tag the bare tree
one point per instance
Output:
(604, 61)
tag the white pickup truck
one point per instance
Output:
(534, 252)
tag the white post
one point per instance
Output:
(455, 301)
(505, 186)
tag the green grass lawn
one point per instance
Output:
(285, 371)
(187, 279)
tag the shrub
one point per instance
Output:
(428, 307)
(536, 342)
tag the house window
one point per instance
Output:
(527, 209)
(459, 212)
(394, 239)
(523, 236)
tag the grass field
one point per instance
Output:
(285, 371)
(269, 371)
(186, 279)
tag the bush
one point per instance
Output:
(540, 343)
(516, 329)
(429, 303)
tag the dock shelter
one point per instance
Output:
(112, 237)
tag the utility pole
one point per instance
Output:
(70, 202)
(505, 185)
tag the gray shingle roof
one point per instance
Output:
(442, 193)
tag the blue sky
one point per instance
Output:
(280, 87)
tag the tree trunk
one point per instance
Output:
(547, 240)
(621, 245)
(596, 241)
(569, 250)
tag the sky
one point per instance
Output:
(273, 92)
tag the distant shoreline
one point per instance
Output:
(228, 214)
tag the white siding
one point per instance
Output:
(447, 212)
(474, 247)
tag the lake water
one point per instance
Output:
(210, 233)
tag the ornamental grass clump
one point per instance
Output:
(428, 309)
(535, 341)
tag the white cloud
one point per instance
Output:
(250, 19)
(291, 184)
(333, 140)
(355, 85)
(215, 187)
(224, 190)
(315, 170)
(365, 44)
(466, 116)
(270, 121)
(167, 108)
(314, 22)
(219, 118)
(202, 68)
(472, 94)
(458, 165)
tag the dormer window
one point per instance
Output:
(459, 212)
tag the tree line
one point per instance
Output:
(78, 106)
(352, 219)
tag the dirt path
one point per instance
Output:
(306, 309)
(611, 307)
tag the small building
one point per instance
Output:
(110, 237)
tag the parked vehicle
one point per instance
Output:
========
• Problem: Return the material exactly as it stands above, but only from its first line to the line containing "tag the dormer window", both ends included.

• Result:
tag the bare tree
one point per instance
Output:
(604, 61)
tag the white pickup truck
one point per instance
Output:
(534, 252)
tag the white post
one point per instance
Output:
(455, 301)
(505, 186)
tag the green grass lawn
one point per instance
Output:
(285, 371)
(187, 279)
tag the shrub
one point per instance
Output:
(428, 307)
(536, 342)
tag the house window
one point per instance
Output:
(527, 209)
(459, 212)
(394, 239)
(523, 236)
tag the grass field
one point per instance
Output:
(285, 371)
(269, 371)
(186, 279)
tag the bush
one point per instance
Output:
(540, 343)
(516, 329)
(429, 303)
tag the dock shelter
one point per instance
Output:
(112, 237)
tag the utility pole
one point per instance
Output:
(70, 202)
(505, 185)
tag the gray shingle roof
one point per instance
Output:
(442, 193)
tag the blue sky
one point per instance
Output:
(280, 87)
tag the tree trunk
one point per instance
Output:
(547, 240)
(621, 245)
(596, 241)
(569, 250)
tag the sky
one point per instance
Output:
(273, 92)
tag the distant shoreline
one point per instance
Output:
(228, 214)
tag the white siding
one point per instance
Output:
(447, 212)
(474, 247)
tag the lake water
one point per instance
Output:
(210, 233)
tag the ornamental grass clump
one point per instance
Output:
(428, 309)
(535, 341)
tag the white cloud
one point per instance
Output:
(250, 19)
(291, 184)
(333, 140)
(355, 85)
(215, 187)
(224, 190)
(315, 170)
(365, 44)
(466, 116)
(270, 121)
(167, 108)
(314, 22)
(219, 118)
(202, 68)
(472, 94)
(458, 165)
tag the dormer window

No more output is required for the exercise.